ASSIGNMENT ▸
Give the number of lines in the entries below that contain "blue". Write nothing besides it.
-------- RECORDS SHOWN --------
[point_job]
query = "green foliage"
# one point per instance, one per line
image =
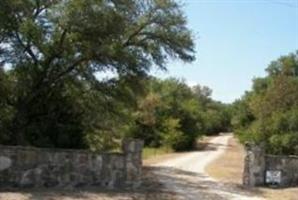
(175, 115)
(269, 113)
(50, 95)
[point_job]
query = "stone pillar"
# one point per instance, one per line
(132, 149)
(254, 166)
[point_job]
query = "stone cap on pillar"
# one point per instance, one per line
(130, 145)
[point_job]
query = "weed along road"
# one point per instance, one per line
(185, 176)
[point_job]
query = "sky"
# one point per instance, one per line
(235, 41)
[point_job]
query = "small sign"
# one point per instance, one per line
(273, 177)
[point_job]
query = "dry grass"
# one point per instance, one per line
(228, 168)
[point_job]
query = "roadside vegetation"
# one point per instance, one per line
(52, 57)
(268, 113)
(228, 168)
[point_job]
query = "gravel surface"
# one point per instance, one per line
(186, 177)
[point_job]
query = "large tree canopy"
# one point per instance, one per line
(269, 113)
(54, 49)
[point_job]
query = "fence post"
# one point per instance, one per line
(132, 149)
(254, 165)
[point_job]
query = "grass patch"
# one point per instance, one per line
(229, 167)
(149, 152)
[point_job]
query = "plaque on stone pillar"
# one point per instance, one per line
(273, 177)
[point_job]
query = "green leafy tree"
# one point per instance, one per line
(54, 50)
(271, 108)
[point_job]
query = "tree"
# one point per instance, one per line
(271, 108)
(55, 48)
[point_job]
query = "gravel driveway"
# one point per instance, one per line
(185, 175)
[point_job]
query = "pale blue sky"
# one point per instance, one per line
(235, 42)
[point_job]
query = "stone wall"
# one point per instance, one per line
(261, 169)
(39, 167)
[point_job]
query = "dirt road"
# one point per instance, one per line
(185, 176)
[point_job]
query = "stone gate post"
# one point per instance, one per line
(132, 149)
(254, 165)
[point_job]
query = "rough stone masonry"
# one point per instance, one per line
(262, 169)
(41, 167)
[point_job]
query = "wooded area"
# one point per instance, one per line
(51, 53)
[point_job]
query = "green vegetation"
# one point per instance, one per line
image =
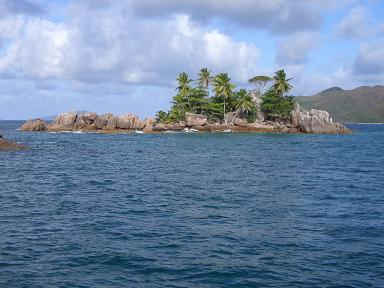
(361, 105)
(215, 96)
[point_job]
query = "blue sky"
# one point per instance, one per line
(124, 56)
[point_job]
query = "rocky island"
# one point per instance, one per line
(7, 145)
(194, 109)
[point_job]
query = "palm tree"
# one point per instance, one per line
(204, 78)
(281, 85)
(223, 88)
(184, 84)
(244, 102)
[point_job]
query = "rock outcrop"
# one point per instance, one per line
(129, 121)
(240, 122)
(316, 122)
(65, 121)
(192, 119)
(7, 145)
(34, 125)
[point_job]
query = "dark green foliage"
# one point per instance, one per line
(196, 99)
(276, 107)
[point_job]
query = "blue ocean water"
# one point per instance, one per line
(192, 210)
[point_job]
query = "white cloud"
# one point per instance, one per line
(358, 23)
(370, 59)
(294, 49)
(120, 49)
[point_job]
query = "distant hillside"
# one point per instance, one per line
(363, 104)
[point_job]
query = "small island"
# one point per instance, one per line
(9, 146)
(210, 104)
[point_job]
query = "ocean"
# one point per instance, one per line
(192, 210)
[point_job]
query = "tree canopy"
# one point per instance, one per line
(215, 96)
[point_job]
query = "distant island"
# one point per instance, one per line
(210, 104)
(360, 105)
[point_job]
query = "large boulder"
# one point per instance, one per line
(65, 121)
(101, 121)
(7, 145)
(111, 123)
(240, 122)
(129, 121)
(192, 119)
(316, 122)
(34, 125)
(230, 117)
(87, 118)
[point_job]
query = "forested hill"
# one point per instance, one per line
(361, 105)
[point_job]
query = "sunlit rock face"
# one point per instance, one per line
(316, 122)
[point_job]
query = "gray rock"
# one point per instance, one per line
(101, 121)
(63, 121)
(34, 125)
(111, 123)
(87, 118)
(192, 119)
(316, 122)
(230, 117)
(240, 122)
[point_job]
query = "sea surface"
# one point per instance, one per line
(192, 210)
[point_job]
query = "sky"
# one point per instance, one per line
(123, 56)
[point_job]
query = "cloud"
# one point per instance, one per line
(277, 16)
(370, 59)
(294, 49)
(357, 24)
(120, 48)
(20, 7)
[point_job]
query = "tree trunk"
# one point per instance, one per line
--------
YOUR SOLUTION ▸
3